▶ _Éléments stockés d'une collection_:
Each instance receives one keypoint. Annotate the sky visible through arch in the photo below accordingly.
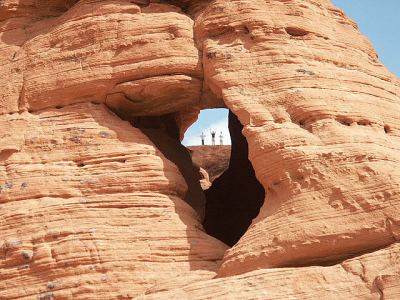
(379, 20)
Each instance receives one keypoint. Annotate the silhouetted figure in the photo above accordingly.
(213, 137)
(203, 136)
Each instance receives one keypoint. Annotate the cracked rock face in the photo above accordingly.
(93, 208)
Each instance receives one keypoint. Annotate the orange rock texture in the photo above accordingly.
(95, 202)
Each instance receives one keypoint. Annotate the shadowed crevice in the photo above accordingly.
(235, 198)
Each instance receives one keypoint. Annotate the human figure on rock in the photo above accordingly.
(202, 136)
(213, 137)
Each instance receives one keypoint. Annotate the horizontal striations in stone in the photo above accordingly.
(90, 209)
(82, 54)
(369, 276)
(321, 119)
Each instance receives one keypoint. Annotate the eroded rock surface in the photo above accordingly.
(90, 208)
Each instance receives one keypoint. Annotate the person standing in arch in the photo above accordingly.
(213, 137)
(202, 136)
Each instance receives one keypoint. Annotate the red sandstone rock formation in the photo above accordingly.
(99, 201)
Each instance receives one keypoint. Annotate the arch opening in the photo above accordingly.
(222, 186)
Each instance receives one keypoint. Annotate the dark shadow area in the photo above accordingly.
(235, 198)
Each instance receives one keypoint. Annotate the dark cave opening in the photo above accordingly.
(234, 199)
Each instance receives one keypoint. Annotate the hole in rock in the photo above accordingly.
(222, 186)
(234, 198)
(296, 31)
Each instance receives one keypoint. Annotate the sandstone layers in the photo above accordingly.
(90, 208)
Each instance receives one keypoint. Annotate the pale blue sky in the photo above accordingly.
(379, 20)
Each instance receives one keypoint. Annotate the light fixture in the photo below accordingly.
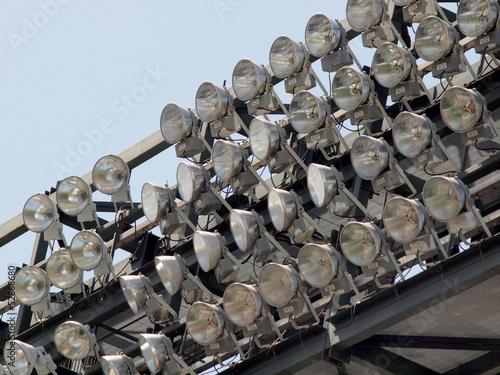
(179, 126)
(158, 352)
(251, 84)
(479, 19)
(193, 185)
(309, 113)
(89, 252)
(268, 142)
(351, 92)
(175, 276)
(363, 244)
(326, 38)
(286, 212)
(326, 187)
(211, 251)
(32, 288)
(249, 232)
(242, 303)
(395, 68)
(367, 17)
(158, 204)
(139, 293)
(415, 11)
(118, 365)
(74, 198)
(40, 216)
(230, 165)
(445, 198)
(75, 341)
(464, 111)
(288, 60)
(64, 273)
(22, 358)
(415, 137)
(436, 41)
(404, 219)
(370, 157)
(111, 176)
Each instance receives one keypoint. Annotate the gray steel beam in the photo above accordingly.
(424, 290)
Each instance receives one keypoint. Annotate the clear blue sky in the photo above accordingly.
(72, 70)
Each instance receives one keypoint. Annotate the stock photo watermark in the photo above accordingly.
(222, 7)
(31, 26)
(121, 108)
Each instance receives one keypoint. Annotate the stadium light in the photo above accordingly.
(311, 115)
(465, 111)
(249, 232)
(436, 41)
(181, 126)
(32, 288)
(373, 160)
(139, 293)
(89, 252)
(75, 341)
(40, 216)
(158, 204)
(111, 176)
(286, 212)
(416, 138)
(158, 352)
(22, 358)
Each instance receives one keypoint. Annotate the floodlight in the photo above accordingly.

▶ _Consigne_:
Reprends l'ensemble du matériel ci-dessus sous forme de liste numérotée, une ligne par numéro, en omettant les lignes vides. N'inclus pas les images dans ta réponse.

▶ _Résultat_:
1. Each instance receives one keypoint. Annotate the sky visible through arch in the photo below accordingly.
2. (379, 20)
3. Each instance receives one keypoint. Annotate the silhouetted figure in the photo above accordingly.
4. (213, 137)
5. (203, 136)
6. Each instance receives one keypoint. Annotate the cracked rock face in the photo above accordingly.
7. (93, 208)
8. Each instance receives one keypoint. Annotate the orange rock texture in the photo above accordingly.
9. (95, 202)
10. Each instance receives one keypoint. Annotate the shadowed crevice in the photo above accordingly.
11. (235, 198)
12. Each instance receives one keypoint. Annotate the human figure on rock in the photo above accordingly.
13. (202, 136)
14. (213, 137)
15. Each instance receives one keypoint. Annotate the horizontal striations in stone in the photo above accordingly.
16. (90, 209)
17. (82, 54)
18. (369, 276)
19. (321, 119)
20. Each instance receives one keypoint. Annotate the eroded rock surface in the photo above accordingly.
21. (90, 208)
22. Each instance receives one keypoint. Annotate the person standing in arch in the photo above accordingly.
23. (213, 137)
24. (202, 136)
25. Each instance receives one keypoint. Annotate the red sandstone rock formation in the photo above accordingly.
26. (99, 201)
27. Each instance receives one keypoint. Annotate the arch opening in the photo above accordingly.
28. (222, 186)
29. Each instance receives one keypoint. Annotate the dark shadow area in the photo above accordingly.
30. (235, 198)
31. Each instance receives one keypoint. Annotate the dark cave opening in the photo above accordingly.
32. (234, 199)
33. Each instance receives one keypoint. Annotate the hole in rock in the photo above accordingly.
34. (222, 186)
35. (234, 198)
36. (296, 31)
37. Each instance receives one keypoint. Annotate the sandstone layers in the photo above accordingly.
38. (90, 208)
39. Each instance receives one keypoint. Annotate the pale blue sky in the photo above accordingly.
40. (379, 20)
41. Each instance receives one keypoint. Annotate the light fixture in the photo below accordingly.
42. (179, 126)
43. (158, 352)
44. (251, 84)
45. (479, 19)
46. (193, 185)
47. (309, 113)
48. (89, 252)
49. (268, 142)
50. (351, 92)
51. (175, 276)
52. (363, 244)
53. (326, 38)
54. (286, 212)
55. (326, 187)
56. (211, 251)
57. (32, 288)
58. (249, 232)
59. (242, 303)
60. (395, 68)
61. (367, 17)
62. (158, 204)
63. (139, 293)
64. (415, 11)
65. (118, 365)
66. (74, 198)
67. (40, 216)
68. (230, 165)
69. (445, 198)
70. (75, 341)
71. (464, 111)
72. (288, 60)
73. (64, 273)
74. (22, 358)
75. (415, 137)
76. (436, 41)
77. (404, 219)
78. (370, 157)
79. (111, 176)
80. Each instance receives one keypoint. Annotate the gray steel beam in the photo above accordingly.
81. (424, 290)
82. Each instance receives one keypoint. Annotate the clear blue sky in the photo above accordingly.
83. (72, 70)
84. Each instance receives one keypoint. Annotate the stock photo watermark in the photo above accordingly.
85. (222, 7)
86. (31, 26)
87. (121, 108)
88. Each instance receives one keypoint. Annotate the stadium light in the photo above accordingly.
89. (311, 115)
90. (465, 111)
91. (249, 232)
92. (436, 41)
93. (181, 126)
94. (32, 288)
95. (373, 160)
96. (139, 293)
97. (89, 252)
98. (75, 341)
99. (40, 216)
100. (158, 204)
101. (111, 176)
102. (286, 212)
103. (416, 138)
104. (158, 352)
105. (22, 358)
106. Each instance receives one keypoint. Annotate the floodlight in the photo above accordingly.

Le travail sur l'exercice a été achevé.